> Problems
A. In the movie reviews, who plays Dr. Eric Price in Winchester?
B. Name every film title that appears in the movie reviews.

> Text section
════════════════

Category Archives: New In Theaters

Reviews of what’s out now

The Spirit Rooms

Winchester

by George Wolf

Helen Mirren in a haunted house? Could be fun.

But let’s be honest, Helen Mirren in a bouncy house sounds fun, too, but we come to Winchester looking for some solid frights as well. Instead, we get a mostly nonsensical mishmash of jump scares and music stabs.

Directors/co-writers the Spierig Brothers (Daybreakers, Jigsaw) dive into the legend of the Winchester house, the mysterious mansion in California with endless oddities and rumors of spirits restless after meeting death at the barrel of a Winchester rifle.

Mirren is family matriarch Sarah Winchester, still grieving from the losses of her husband and child in 1906. She orders constant construction on the house, building room after room for the wandering spirits, and the Winchester company board sees an opening.

Dr. Eric Price (Jason Clarke), battling demons of his own, is hired to stay at the mansion and evaluate Sarah’s sanity, hopefully returning a verdict that would force her out.

Bumps in the night ensue.

Mirren and Clarke both rise above the material, which is pretty weak. The Spierigs can build no simmering tension or creepy atmospherics on the order of say, The Woman in Black (a very effective PG-13 haunter). Winchester is built only from standard “boo!s” and lazy red herrings.

Boo indeed.

Three’s Company

In Between

by Rachel Willis

For women stuck between tradition and modernity, the choices presented to them can mean happiness or alienation from friends, family, and society. In Between explores these choices through the eyes of three women living as roommates in Tel Aviv.

════════════════

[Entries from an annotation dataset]
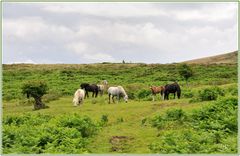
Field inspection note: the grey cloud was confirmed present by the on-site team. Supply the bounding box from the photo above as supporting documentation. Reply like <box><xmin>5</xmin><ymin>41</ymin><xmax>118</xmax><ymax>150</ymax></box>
<box><xmin>3</xmin><ymin>3</ymin><xmax>237</xmax><ymax>63</ymax></box>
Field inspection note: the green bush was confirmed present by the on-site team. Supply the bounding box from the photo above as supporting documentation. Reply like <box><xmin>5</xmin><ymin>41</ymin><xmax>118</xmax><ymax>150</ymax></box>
<box><xmin>149</xmin><ymin>97</ymin><xmax>238</xmax><ymax>154</ymax></box>
<box><xmin>3</xmin><ymin>114</ymin><xmax>101</xmax><ymax>154</ymax></box>
<box><xmin>137</xmin><ymin>89</ymin><xmax>152</xmax><ymax>99</ymax></box>
<box><xmin>165</xmin><ymin>109</ymin><xmax>187</xmax><ymax>121</ymax></box>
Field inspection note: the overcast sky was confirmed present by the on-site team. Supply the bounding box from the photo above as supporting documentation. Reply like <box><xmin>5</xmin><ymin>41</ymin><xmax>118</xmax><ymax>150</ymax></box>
<box><xmin>3</xmin><ymin>2</ymin><xmax>237</xmax><ymax>64</ymax></box>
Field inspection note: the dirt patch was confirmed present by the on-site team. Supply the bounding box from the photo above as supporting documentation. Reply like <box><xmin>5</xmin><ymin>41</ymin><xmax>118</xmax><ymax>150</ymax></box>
<box><xmin>109</xmin><ymin>136</ymin><xmax>134</xmax><ymax>153</ymax></box>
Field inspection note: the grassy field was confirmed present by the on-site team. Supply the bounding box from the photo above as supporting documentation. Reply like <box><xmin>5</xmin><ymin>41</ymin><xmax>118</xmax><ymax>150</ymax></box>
<box><xmin>3</xmin><ymin>64</ymin><xmax>237</xmax><ymax>153</ymax></box>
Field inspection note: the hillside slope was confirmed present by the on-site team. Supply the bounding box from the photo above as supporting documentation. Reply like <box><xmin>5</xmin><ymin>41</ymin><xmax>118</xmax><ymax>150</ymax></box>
<box><xmin>184</xmin><ymin>51</ymin><xmax>238</xmax><ymax>64</ymax></box>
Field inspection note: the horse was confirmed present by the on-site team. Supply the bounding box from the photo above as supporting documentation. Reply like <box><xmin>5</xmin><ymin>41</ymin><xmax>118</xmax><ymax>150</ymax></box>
<box><xmin>73</xmin><ymin>89</ymin><xmax>85</xmax><ymax>106</ymax></box>
<box><xmin>80</xmin><ymin>83</ymin><xmax>98</xmax><ymax>98</ymax></box>
<box><xmin>108</xmin><ymin>86</ymin><xmax>128</xmax><ymax>104</ymax></box>
<box><xmin>150</xmin><ymin>86</ymin><xmax>164</xmax><ymax>101</ymax></box>
<box><xmin>97</xmin><ymin>85</ymin><xmax>105</xmax><ymax>96</ymax></box>
<box><xmin>164</xmin><ymin>82</ymin><xmax>181</xmax><ymax>100</ymax></box>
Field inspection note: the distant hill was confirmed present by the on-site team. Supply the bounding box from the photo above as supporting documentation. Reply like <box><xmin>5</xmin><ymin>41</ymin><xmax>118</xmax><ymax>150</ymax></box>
<box><xmin>183</xmin><ymin>51</ymin><xmax>238</xmax><ymax>64</ymax></box>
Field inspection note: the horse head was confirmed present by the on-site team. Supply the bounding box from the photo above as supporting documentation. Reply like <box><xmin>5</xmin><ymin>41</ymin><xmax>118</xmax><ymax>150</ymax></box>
<box><xmin>80</xmin><ymin>83</ymin><xmax>89</xmax><ymax>89</ymax></box>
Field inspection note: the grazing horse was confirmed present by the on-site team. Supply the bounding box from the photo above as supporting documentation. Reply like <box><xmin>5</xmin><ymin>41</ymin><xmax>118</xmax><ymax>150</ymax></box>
<box><xmin>73</xmin><ymin>89</ymin><xmax>85</xmax><ymax>106</ymax></box>
<box><xmin>108</xmin><ymin>86</ymin><xmax>128</xmax><ymax>103</ymax></box>
<box><xmin>164</xmin><ymin>82</ymin><xmax>181</xmax><ymax>100</ymax></box>
<box><xmin>80</xmin><ymin>83</ymin><xmax>98</xmax><ymax>98</ymax></box>
<box><xmin>97</xmin><ymin>85</ymin><xmax>105</xmax><ymax>96</ymax></box>
<box><xmin>150</xmin><ymin>86</ymin><xmax>164</xmax><ymax>101</ymax></box>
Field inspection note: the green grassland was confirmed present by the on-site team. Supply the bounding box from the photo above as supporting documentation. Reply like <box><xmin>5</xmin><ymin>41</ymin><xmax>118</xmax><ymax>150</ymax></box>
<box><xmin>3</xmin><ymin>63</ymin><xmax>238</xmax><ymax>154</ymax></box>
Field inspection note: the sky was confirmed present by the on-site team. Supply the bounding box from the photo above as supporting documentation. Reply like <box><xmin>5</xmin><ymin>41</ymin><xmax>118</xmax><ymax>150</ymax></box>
<box><xmin>2</xmin><ymin>2</ymin><xmax>238</xmax><ymax>64</ymax></box>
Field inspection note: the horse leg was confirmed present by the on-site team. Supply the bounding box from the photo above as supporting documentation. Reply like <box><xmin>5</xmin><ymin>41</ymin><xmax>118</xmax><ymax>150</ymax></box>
<box><xmin>108</xmin><ymin>94</ymin><xmax>111</xmax><ymax>104</ymax></box>
<box><xmin>112</xmin><ymin>95</ymin><xmax>115</xmax><ymax>103</ymax></box>
<box><xmin>152</xmin><ymin>94</ymin><xmax>155</xmax><ymax>101</ymax></box>
<box><xmin>117</xmin><ymin>95</ymin><xmax>120</xmax><ymax>103</ymax></box>
<box><xmin>95</xmin><ymin>90</ymin><xmax>98</xmax><ymax>97</ymax></box>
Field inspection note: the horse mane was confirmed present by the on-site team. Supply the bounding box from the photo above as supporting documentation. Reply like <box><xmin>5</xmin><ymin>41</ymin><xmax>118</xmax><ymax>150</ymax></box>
<box><xmin>117</xmin><ymin>86</ymin><xmax>127</xmax><ymax>96</ymax></box>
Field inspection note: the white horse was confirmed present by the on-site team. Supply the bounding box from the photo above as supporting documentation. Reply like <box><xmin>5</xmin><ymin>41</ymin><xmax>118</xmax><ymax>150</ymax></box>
<box><xmin>97</xmin><ymin>85</ymin><xmax>105</xmax><ymax>96</ymax></box>
<box><xmin>73</xmin><ymin>89</ymin><xmax>85</xmax><ymax>106</ymax></box>
<box><xmin>108</xmin><ymin>86</ymin><xmax>128</xmax><ymax>103</ymax></box>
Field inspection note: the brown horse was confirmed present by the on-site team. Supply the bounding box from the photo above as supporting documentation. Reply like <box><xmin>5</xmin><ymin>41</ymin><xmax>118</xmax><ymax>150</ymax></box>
<box><xmin>150</xmin><ymin>86</ymin><xmax>164</xmax><ymax>101</ymax></box>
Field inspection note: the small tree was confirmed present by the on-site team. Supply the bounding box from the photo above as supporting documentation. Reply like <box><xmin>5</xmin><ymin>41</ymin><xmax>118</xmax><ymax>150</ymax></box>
<box><xmin>22</xmin><ymin>81</ymin><xmax>48</xmax><ymax>110</ymax></box>
<box><xmin>179</xmin><ymin>64</ymin><xmax>193</xmax><ymax>85</ymax></box>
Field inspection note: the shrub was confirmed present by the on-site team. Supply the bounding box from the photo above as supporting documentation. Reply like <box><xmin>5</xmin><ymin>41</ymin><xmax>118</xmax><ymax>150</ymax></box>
<box><xmin>137</xmin><ymin>89</ymin><xmax>151</xmax><ymax>99</ymax></box>
<box><xmin>22</xmin><ymin>81</ymin><xmax>48</xmax><ymax>110</ymax></box>
<box><xmin>165</xmin><ymin>109</ymin><xmax>187</xmax><ymax>121</ymax></box>
<box><xmin>3</xmin><ymin>114</ymin><xmax>100</xmax><ymax>154</ymax></box>
<box><xmin>151</xmin><ymin>115</ymin><xmax>165</xmax><ymax>130</ymax></box>
<box><xmin>182</xmin><ymin>90</ymin><xmax>194</xmax><ymax>98</ymax></box>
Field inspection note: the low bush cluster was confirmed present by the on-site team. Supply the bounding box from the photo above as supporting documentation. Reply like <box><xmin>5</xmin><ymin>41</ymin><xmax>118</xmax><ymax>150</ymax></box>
<box><xmin>3</xmin><ymin>114</ymin><xmax>104</xmax><ymax>154</ymax></box>
<box><xmin>149</xmin><ymin>97</ymin><xmax>238</xmax><ymax>153</ymax></box>
<box><xmin>190</xmin><ymin>86</ymin><xmax>225</xmax><ymax>102</ymax></box>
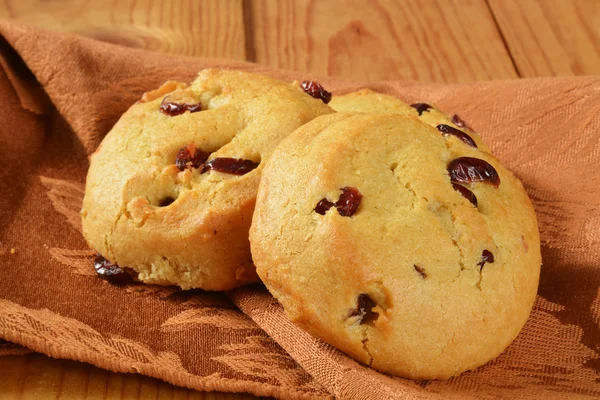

════════════════

> Exercise responses
A. Jason Clarke

B. Winchester, Daybreakers, Jigsaw, The Woman in Black, In Between